* [Task requirements]
All of the data is to be printed again exactly as it appears.

* [Source material]
----
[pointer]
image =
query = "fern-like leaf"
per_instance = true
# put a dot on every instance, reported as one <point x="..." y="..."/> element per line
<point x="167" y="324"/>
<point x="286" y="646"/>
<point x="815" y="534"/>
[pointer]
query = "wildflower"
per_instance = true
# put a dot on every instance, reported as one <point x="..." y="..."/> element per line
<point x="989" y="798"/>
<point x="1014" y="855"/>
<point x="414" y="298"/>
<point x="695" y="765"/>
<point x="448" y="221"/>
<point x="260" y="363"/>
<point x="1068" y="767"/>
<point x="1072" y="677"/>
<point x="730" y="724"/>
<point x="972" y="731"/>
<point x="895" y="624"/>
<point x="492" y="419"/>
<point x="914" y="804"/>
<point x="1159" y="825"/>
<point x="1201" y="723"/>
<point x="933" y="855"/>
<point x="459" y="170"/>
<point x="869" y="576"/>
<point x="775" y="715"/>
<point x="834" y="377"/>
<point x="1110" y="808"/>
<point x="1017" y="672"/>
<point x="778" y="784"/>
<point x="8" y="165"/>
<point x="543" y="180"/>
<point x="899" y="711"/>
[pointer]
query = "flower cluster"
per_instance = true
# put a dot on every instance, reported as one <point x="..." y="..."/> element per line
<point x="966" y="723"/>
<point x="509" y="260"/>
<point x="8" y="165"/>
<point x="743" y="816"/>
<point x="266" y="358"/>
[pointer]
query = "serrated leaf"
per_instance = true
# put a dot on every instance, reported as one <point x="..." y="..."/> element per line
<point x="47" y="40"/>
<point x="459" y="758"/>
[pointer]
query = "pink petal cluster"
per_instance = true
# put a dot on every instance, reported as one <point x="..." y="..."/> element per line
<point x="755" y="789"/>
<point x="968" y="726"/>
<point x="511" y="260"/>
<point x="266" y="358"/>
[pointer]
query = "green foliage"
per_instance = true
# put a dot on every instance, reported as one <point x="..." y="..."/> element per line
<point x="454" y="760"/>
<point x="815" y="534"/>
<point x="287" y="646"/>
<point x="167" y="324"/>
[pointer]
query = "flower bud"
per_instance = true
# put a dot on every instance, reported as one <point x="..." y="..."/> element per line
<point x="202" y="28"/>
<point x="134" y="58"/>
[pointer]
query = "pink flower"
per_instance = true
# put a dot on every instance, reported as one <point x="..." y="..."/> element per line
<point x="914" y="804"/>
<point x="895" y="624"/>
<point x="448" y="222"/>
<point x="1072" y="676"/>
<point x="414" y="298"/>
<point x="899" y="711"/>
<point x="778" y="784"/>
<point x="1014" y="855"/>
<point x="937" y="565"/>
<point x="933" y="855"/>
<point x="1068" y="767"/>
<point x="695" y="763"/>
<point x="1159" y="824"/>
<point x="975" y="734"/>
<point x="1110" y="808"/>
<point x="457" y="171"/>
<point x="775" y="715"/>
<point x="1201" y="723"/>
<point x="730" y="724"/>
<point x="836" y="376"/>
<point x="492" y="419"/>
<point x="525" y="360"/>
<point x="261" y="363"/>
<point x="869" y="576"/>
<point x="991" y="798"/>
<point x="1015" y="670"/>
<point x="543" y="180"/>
----
* [Completed exercise]
[pointer]
image =
query = "fern-like leaf"
per_instance = true
# put a dot on every instance, reported as one <point x="..." y="..."/> element per line
<point x="167" y="324"/>
<point x="286" y="646"/>
<point x="815" y="534"/>
[pointer]
query = "wildflower"
per_instance = true
# put a dot on every instance, reported as one <point x="..." y="..."/> element per line
<point x="989" y="798"/>
<point x="1014" y="855"/>
<point x="414" y="298"/>
<point x="695" y="765"/>
<point x="448" y="221"/>
<point x="260" y="363"/>
<point x="1068" y="767"/>
<point x="1072" y="677"/>
<point x="730" y="724"/>
<point x="972" y="731"/>
<point x="895" y="624"/>
<point x="492" y="419"/>
<point x="914" y="804"/>
<point x="1159" y="825"/>
<point x="1201" y="723"/>
<point x="933" y="855"/>
<point x="459" y="170"/>
<point x="869" y="576"/>
<point x="775" y="715"/>
<point x="834" y="377"/>
<point x="1110" y="808"/>
<point x="1017" y="672"/>
<point x="778" y="784"/>
<point x="8" y="165"/>
<point x="543" y="180"/>
<point x="899" y="711"/>
[pointer]
query = "flower cluster"
per_instance = true
# put a dot on every instance, reported as one <point x="..." y="..."/> element per line
<point x="966" y="723"/>
<point x="509" y="260"/>
<point x="8" y="165"/>
<point x="743" y="816"/>
<point x="266" y="358"/>
[pointer]
query = "serrated leaf"
per_instance = true
# put a dot on every instance, reported as one <point x="..." y="..."/> element per line
<point x="47" y="40"/>
<point x="459" y="758"/>
[pointer]
query = "pink petal cluster"
per_instance = true
# put a dot on every instance, reported as one <point x="..." y="..."/> element per line
<point x="755" y="789"/>
<point x="968" y="726"/>
<point x="511" y="260"/>
<point x="266" y="358"/>
[pointer]
query = "green foliage"
per_instance = true
# put a dot on every instance, reported as one <point x="..." y="..."/> element per line
<point x="454" y="760"/>
<point x="815" y="534"/>
<point x="287" y="646"/>
<point x="167" y="324"/>
[pointer]
query = "flower bud"
per_instance = true
# put a dot on every instance, reported as one <point x="..." y="..."/> element per line
<point x="202" y="28"/>
<point x="134" y="58"/>
[pointer]
query = "pink flower"
per_instance = true
# put a dot on every instance, reported as one <point x="..." y="..."/> element per line
<point x="914" y="804"/>
<point x="895" y="624"/>
<point x="448" y="222"/>
<point x="1072" y="676"/>
<point x="414" y="298"/>
<point x="899" y="711"/>
<point x="778" y="784"/>
<point x="1014" y="855"/>
<point x="937" y="565"/>
<point x="933" y="855"/>
<point x="1068" y="767"/>
<point x="695" y="763"/>
<point x="1159" y="824"/>
<point x="975" y="734"/>
<point x="1110" y="808"/>
<point x="457" y="171"/>
<point x="775" y="715"/>
<point x="1201" y="723"/>
<point x="730" y="724"/>
<point x="836" y="376"/>
<point x="492" y="419"/>
<point x="525" y="360"/>
<point x="261" y="363"/>
<point x="869" y="576"/>
<point x="991" y="798"/>
<point x="1015" y="670"/>
<point x="543" y="180"/>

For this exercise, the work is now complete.